**Description of the task**
Your task is to output all the records below, word for word.

**Records for this exercise**
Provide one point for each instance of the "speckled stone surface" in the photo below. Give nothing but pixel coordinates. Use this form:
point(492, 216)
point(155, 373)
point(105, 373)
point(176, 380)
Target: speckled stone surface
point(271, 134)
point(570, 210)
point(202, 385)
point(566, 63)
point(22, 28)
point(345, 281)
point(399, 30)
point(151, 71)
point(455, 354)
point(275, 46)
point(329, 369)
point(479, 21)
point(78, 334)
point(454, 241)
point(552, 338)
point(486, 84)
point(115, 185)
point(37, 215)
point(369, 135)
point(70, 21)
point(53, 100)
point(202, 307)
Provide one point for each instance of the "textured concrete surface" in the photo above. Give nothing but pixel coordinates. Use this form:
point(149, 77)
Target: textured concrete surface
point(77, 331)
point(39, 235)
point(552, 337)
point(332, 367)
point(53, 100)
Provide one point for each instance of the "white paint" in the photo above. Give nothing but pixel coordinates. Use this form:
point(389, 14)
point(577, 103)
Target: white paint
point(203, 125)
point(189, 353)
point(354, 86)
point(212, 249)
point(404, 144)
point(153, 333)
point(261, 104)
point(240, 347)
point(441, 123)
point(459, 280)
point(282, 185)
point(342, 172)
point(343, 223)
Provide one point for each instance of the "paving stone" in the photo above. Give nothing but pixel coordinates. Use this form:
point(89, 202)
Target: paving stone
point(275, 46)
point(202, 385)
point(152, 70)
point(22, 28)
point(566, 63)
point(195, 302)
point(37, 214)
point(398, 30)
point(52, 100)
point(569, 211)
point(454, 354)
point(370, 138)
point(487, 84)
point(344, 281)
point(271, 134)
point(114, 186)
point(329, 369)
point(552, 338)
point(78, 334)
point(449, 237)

**Exercise response**
Provide one point for each instance of the "speckled stone surface" in the photo below. Give nothing but pixel coordinates. Use this form:
point(492, 216)
point(155, 373)
point(105, 373)
point(176, 380)
Target: speckled stone surface
point(271, 134)
point(570, 210)
point(202, 385)
point(566, 63)
point(22, 28)
point(345, 281)
point(399, 30)
point(151, 71)
point(455, 354)
point(275, 46)
point(329, 369)
point(479, 21)
point(78, 334)
point(454, 241)
point(552, 338)
point(486, 84)
point(115, 185)
point(37, 215)
point(369, 135)
point(70, 21)
point(53, 100)
point(202, 307)
Provide one point for each instance of the "textured concrete surface" in the photo above. Give nothing but pixel coordinates. Use this form:
point(149, 77)
Target: textured concrete surface
point(77, 331)
point(39, 235)
point(552, 337)
point(332, 367)
point(53, 100)
Provide one point for each instance of the "white paint" in the photo above. Give nothing but pixel coordinates. Use this form:
point(389, 14)
point(577, 103)
Target: white paint
point(203, 125)
point(189, 353)
point(354, 86)
point(212, 249)
point(404, 144)
point(153, 333)
point(261, 104)
point(240, 347)
point(441, 123)
point(459, 280)
point(282, 185)
point(342, 172)
point(343, 223)
Provide one point for each instance of the "paving stone" in the photo above. Give nothing but pixel coordinates. Use this form:
point(89, 202)
Target: paving stone
point(275, 46)
point(202, 385)
point(152, 70)
point(22, 28)
point(566, 63)
point(195, 302)
point(37, 214)
point(398, 30)
point(52, 100)
point(569, 211)
point(454, 354)
point(370, 138)
point(487, 84)
point(344, 281)
point(271, 134)
point(114, 186)
point(329, 369)
point(552, 338)
point(78, 334)
point(449, 237)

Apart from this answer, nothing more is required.